> _Request_: Reproduce the entries below with "tag every instance" replaced by "mark each occurrence" everywhere, leaving everything else unchanged.
BEGIN Materials provided
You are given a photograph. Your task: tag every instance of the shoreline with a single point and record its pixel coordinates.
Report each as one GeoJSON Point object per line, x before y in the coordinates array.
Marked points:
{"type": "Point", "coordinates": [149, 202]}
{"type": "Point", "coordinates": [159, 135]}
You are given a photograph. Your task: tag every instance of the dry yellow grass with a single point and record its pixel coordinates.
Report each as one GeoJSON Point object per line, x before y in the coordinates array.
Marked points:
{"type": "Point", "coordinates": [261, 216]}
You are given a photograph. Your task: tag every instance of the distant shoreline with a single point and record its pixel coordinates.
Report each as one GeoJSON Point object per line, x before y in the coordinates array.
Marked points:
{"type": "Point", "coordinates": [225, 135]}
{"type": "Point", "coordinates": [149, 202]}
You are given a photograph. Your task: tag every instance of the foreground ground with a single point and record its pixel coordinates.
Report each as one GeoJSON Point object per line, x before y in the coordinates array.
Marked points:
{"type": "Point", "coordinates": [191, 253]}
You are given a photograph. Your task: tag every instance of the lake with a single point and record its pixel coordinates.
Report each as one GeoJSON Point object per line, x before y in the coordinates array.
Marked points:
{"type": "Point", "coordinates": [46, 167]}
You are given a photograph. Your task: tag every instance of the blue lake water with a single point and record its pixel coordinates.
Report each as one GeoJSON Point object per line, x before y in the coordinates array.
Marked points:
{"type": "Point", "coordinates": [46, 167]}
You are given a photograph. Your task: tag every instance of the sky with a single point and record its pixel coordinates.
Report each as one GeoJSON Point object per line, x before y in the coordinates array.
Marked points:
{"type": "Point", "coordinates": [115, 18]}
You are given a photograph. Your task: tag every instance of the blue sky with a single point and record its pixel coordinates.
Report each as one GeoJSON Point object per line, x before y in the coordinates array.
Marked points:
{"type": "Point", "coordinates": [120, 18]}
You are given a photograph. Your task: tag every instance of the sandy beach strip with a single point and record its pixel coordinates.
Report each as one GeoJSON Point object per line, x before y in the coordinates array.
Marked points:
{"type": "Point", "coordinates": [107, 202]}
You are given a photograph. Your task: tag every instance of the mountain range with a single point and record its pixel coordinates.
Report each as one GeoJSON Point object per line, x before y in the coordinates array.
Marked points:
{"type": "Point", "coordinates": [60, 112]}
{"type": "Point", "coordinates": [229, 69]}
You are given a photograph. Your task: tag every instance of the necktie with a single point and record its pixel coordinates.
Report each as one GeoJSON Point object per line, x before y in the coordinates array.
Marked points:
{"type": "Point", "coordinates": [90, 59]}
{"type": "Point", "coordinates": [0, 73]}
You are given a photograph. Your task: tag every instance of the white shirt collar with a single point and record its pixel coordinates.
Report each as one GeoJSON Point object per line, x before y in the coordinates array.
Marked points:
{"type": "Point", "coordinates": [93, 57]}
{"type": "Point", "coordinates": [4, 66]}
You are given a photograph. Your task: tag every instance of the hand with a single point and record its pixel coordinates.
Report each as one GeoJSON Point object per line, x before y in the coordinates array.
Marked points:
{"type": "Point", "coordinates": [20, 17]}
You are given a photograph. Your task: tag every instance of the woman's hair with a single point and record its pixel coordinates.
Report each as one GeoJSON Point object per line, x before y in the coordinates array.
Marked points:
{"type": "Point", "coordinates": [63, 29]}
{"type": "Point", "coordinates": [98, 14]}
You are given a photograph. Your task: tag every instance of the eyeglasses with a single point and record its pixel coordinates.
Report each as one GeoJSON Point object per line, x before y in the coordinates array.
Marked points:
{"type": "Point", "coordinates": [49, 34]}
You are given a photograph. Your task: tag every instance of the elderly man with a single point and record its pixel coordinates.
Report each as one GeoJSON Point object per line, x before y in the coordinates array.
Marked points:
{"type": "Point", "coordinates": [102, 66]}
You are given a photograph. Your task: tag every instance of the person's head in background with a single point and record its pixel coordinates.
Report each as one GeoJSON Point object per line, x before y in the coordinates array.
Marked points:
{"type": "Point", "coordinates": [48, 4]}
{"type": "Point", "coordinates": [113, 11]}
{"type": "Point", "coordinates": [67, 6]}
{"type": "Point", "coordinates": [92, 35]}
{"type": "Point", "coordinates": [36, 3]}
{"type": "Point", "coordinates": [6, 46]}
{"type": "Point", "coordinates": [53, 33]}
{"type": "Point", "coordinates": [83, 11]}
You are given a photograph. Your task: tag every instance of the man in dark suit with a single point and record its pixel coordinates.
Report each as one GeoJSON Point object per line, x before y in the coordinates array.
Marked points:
END Materials provided
> _The result_:
You are given a photograph. Your task: mark each occurrence of the shoreline with a single point and record its pixel coordinates.
Report each as one GeoJSON Point object per line, x before y in the coordinates array.
Marked points:
{"type": "Point", "coordinates": [149, 202]}
{"type": "Point", "coordinates": [159, 135]}
You are given a photograph. Your task: mark each occurrence of the dry yellow grass with a single point and record its pixel coordinates.
Report each as one GeoJSON Point object per line, x before y in the coordinates array.
Marked points:
{"type": "Point", "coordinates": [261, 216]}
You are given a photograph. Your task: mark each occurrence of the distant shoreline with a single point and record its pixel coordinates.
Report each as one GeoJSON Point object per line, x before y in the coordinates array.
Marked points:
{"type": "Point", "coordinates": [225, 135]}
{"type": "Point", "coordinates": [149, 202]}
You are given a photograph. Your task: mark each occurrence of the foreground ground with a single point and record its pixel coordinates.
Report each as one GeoJSON Point object per line, x before y in the coordinates array.
Marked points:
{"type": "Point", "coordinates": [191, 253]}
You are given a photograph. Your task: mark each occurrence of the lake with a single point and record its pixel coordinates.
Report each as one GeoJSON Point object per line, x before y in the coordinates array.
Marked points:
{"type": "Point", "coordinates": [46, 167]}
You are given a photograph. Your task: mark each occurrence of the blue lake water with a single point and record its pixel coordinates.
Report each as one GeoJSON Point object per line, x before y in the coordinates array.
Marked points:
{"type": "Point", "coordinates": [46, 167]}
You are given a photograph. Your task: mark each occurrence of the sky with a single point and record its pixel coordinates.
Report each as one GeoJSON Point object per line, x before y in the coordinates array.
Marked points:
{"type": "Point", "coordinates": [115, 18]}
You are given a photograph. Your task: mark each occurrence of the blue sky with a single point and record its pixel coordinates.
Report each as one GeoJSON Point object per line, x before y in the coordinates array.
Marked points:
{"type": "Point", "coordinates": [120, 18]}
You are given a photograph. Your task: mark each occurrence of the sandy beach strip with a single point and record its pixel coordinates.
Report each as one GeoJSON Point object per line, x before y in the coordinates array.
Marked points:
{"type": "Point", "coordinates": [107, 202]}
You are given a photograph. Your task: mark each occurrence of the mountain range with a single point and record its pixel coordinates.
Report each as one GeoJSON Point object per line, x before y in the coordinates array.
Marked points:
{"type": "Point", "coordinates": [60, 112]}
{"type": "Point", "coordinates": [229, 69]}
You are given a photograph. Your task: mark each occurrence of the necktie with a single point and record its pixel coordinates.
Report each as one GeoJSON Point object per line, x before y in the coordinates array.
Marked points:
{"type": "Point", "coordinates": [90, 59]}
{"type": "Point", "coordinates": [0, 73]}
You are given a photograph. Your task: mark each occurrence of the white shirt collar with a single point and record its pixel coordinates.
Report each as one GeoJSON Point object per line, x before y in the coordinates array.
Marked points:
{"type": "Point", "coordinates": [93, 57]}
{"type": "Point", "coordinates": [4, 66]}
You are given a photograph. Your task: mark each occurrence of the hand with a single point and record its pixel coordinates.
Report each as one GeoJSON Point object per line, x before y in the coordinates array.
Marked points:
{"type": "Point", "coordinates": [20, 17]}
You are given a photograph. Your task: mark each occurrence of the woman's hair with a single point and record its pixel coordinates.
Report each as one GeoJSON Point object per line, x before y in the coordinates array.
Marked points:
{"type": "Point", "coordinates": [63, 29]}
{"type": "Point", "coordinates": [98, 14]}
You are given a photograph. Your task: mark each occurrence of the eyeglasses with a single point and record its pixel coordinates.
Report each as one GeoJSON Point object per line, x before y in the coordinates array.
Marked points:
{"type": "Point", "coordinates": [49, 34]}
You are given a photograph. Your task: mark each occurrence of the elderly man with a single point and record its pixel coordinates.
Report each as one GeoJSON Point object per line, x before y in the coordinates array.
Marked points:
{"type": "Point", "coordinates": [102, 66]}
You are given a photograph. Your task: mark each occurrence of the person's head in background with a single point and record its pixel coordinates.
Report each as one GeoJSON Point object per line, x before y in the coordinates array.
Marked points:
{"type": "Point", "coordinates": [48, 4]}
{"type": "Point", "coordinates": [113, 11]}
{"type": "Point", "coordinates": [67, 6]}
{"type": "Point", "coordinates": [92, 35]}
{"type": "Point", "coordinates": [36, 3]}
{"type": "Point", "coordinates": [6, 46]}
{"type": "Point", "coordinates": [53, 33]}
{"type": "Point", "coordinates": [83, 11]}
You are given a photograph. Your task: mark each occurrence of the man in dark suit with a single point and record its pixel coordinates.
Report each as one GeoJSON Point object per line, x before y in the coordinates array.
Marked points:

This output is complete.